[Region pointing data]
Start of Block

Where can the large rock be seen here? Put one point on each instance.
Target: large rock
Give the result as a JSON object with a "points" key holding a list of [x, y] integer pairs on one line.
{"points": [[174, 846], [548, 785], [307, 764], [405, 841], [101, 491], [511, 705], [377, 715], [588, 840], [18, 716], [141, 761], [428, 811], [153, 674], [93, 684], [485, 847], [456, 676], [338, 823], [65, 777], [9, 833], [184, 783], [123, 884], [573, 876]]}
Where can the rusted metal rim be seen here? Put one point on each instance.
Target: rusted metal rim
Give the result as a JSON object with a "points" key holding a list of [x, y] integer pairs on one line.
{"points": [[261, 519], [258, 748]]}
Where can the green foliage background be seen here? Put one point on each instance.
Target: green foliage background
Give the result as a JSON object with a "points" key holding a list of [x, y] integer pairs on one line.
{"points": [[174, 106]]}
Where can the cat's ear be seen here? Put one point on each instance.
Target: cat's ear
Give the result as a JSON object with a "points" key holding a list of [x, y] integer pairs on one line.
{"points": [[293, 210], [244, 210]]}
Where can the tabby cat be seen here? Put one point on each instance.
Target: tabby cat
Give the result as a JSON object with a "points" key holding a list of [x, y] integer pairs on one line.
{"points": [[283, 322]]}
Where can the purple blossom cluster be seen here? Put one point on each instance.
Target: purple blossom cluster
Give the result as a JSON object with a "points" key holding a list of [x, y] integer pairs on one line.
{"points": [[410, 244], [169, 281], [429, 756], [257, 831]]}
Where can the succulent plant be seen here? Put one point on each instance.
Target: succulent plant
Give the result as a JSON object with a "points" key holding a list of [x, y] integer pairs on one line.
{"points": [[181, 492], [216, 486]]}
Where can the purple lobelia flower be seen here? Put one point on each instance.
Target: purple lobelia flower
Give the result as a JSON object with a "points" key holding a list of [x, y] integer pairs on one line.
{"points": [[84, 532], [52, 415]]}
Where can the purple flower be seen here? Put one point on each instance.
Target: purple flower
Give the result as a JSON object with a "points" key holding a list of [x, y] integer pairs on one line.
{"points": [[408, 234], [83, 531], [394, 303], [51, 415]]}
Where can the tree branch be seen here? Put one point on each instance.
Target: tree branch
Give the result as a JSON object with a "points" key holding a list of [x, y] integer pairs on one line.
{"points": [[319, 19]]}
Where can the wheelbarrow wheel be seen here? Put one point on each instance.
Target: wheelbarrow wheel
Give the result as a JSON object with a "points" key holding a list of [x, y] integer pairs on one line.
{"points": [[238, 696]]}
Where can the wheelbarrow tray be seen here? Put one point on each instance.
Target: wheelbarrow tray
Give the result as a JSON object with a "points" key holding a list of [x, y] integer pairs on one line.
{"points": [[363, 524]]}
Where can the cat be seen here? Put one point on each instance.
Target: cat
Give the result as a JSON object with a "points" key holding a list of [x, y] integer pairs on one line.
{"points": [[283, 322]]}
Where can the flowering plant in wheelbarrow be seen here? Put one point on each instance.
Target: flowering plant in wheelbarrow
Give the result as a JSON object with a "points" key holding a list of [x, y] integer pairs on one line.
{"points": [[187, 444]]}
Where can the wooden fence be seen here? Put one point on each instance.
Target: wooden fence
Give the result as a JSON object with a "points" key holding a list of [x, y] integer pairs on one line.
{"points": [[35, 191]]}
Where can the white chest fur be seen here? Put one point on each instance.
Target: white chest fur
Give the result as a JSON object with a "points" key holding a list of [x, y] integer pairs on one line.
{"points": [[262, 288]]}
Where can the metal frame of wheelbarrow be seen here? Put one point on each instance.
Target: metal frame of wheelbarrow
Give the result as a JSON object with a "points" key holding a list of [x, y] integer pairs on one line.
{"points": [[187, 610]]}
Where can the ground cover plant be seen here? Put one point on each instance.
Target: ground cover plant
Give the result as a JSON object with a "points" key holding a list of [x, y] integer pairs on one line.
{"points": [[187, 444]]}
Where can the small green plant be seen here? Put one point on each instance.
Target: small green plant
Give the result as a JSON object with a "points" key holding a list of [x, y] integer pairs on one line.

End of Block

Assignment: Counting only lines of the data above that hold "tray", report the total and nothing else.

Completed task: 2